TASKS TO PERFORM —
1) In the starmap write-up, what signature is given for itertools.starmap()?
2) Extend the starmap write-up from its last line onward.

SELECTED EXTRACT —
----------

Itertools Starmap

Roman Numerals
Roman Numerals in Python
from itertools import starmap

def roman(number: int) -> str:
    orders = [(1000, "M  "), (100, "CDM"), (10, "XLC"), (1, "IVX")] 
    options = lambda I, V, X: ["", I, I * 2, I * 3, I + V, V, V + I, V + I * 2, V + I * 3, I + X]
    compute = lambda n, chars: options(*chars)[number % (n * 10) // n]
    return "".join(starmap(compute, orders))

This approach is certainly concise and ingenious, though it takes functional programming to a level that some Python programmers might consider a little cryptic.

The itertools.starmap() method is a variant of map() that takes its argument parameters pre-zipped in tuples. It has the signature starmap(f: function, i: iter) -> iter.

Linting

One issue with this code is the use of named lambdas. This is discouraged by PEP-8, and linters will complain about it.

The underlying reason is that lambdas are intended to be anonymous functions embedded within other expressions. Internally, they are all given the same name <lambda>, which can greatly complicate debugging. Their use is a particular bugbear of the Python track maintainer.

We can refactor the code to satisfy the linter by using named def statements, and lowercase argument names. Type hints are also added for documentation:

from itertools import starmap


def roman(number: int) -> str:
    def options(i: str, v: str, x: str):
        return ["", i, i * 2, i * 3, i + v, v, v + i, v + i * 2, v + i * 3, i + x]

    def compute(n: int, chars: str) -> iter:
        return options(*chars)[number % (n * 10) // n]

    orders = [(1000, "M  "), (100, "CDM"), (10, "XLC"), (1, "IVX")]
    return "".join(starmap(compute, orders))

----------

ROWS —
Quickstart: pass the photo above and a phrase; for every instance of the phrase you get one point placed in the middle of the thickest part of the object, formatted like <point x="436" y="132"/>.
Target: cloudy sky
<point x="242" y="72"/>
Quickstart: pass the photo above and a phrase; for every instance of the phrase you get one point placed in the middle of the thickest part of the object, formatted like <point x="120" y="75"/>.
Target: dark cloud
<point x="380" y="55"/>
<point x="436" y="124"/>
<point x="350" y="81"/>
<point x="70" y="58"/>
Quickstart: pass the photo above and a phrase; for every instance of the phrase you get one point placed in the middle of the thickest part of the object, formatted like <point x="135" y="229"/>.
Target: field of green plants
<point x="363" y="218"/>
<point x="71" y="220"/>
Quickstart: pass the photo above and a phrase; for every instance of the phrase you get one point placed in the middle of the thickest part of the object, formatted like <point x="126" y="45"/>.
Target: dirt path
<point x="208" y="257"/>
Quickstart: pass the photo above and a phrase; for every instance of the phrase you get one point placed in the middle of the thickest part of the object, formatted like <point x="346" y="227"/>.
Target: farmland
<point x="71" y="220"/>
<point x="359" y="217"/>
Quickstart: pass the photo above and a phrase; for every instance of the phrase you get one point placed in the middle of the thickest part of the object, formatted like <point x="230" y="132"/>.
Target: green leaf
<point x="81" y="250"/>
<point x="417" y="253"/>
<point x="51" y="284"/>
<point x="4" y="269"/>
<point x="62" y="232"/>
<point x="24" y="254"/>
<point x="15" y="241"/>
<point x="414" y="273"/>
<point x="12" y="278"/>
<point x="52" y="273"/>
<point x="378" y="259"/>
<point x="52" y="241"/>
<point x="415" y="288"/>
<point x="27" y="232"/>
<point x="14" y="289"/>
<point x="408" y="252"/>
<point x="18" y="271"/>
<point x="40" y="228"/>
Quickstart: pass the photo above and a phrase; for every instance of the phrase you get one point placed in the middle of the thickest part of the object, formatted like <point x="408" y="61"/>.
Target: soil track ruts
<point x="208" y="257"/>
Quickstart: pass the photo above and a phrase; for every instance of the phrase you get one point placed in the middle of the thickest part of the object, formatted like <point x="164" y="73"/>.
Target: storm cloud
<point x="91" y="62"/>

----------

ANSWERS TO THE PROBLEMS —
1) starmap(f: function, i: iter) -> iter

2)
Analysis

The central concept is that Roman letters are defined for 1, 5 and 10, times various powers of 10.

orders is relatively straightforward: a list of tuples, with each tuple containing the powers of 10 and (as far as possible) the letters for that number times (1, 5, 10). Roman numerals for 5,000 and 10,000 are not defined, so are replaced here by spaces.

The options() function just takes the three letters from one of these tuples and returns a list of numerals that can be constructed from them. For example, the 10 to 90 range:

options('X', 'L', 'C')
# => ['', 'X', 'XX', 'XXX', 'XL', 'L', 'LX', 'LXX', 'LXXX', 'XC']

There is no zero, so that is replaced by an empty string.

The compute() function takes a tuple from orders plus the top-level parameter number, and converts the appropriate decimal digit to its Roman equivalent, returning an iterator. For example the first digit of 723:

number = 723
[x for x in compute(100, "CDM")]
# => ['D', 'C', 'C']

The starmap() function ties orders, options() and compute together, splitting up strings and tuples as necessary to give each function the parameters it needs. Again, an iterator is returned:

number = 723
[x for x in starmap(compute, orders)]
# => ['', 'DCC', 'XX', 'III']

Finally, ''.join() converts this iterator to a single string that can be returned as the desired answer.

Once we get past the deliberate obfuscation, it is quite an elegant approach. Though perhaps not the most idiomatic Python.

Credit

We owe this approach to @MAPKarrenbelt, who must have had fun with it.

8th May 2024 · Found it useful?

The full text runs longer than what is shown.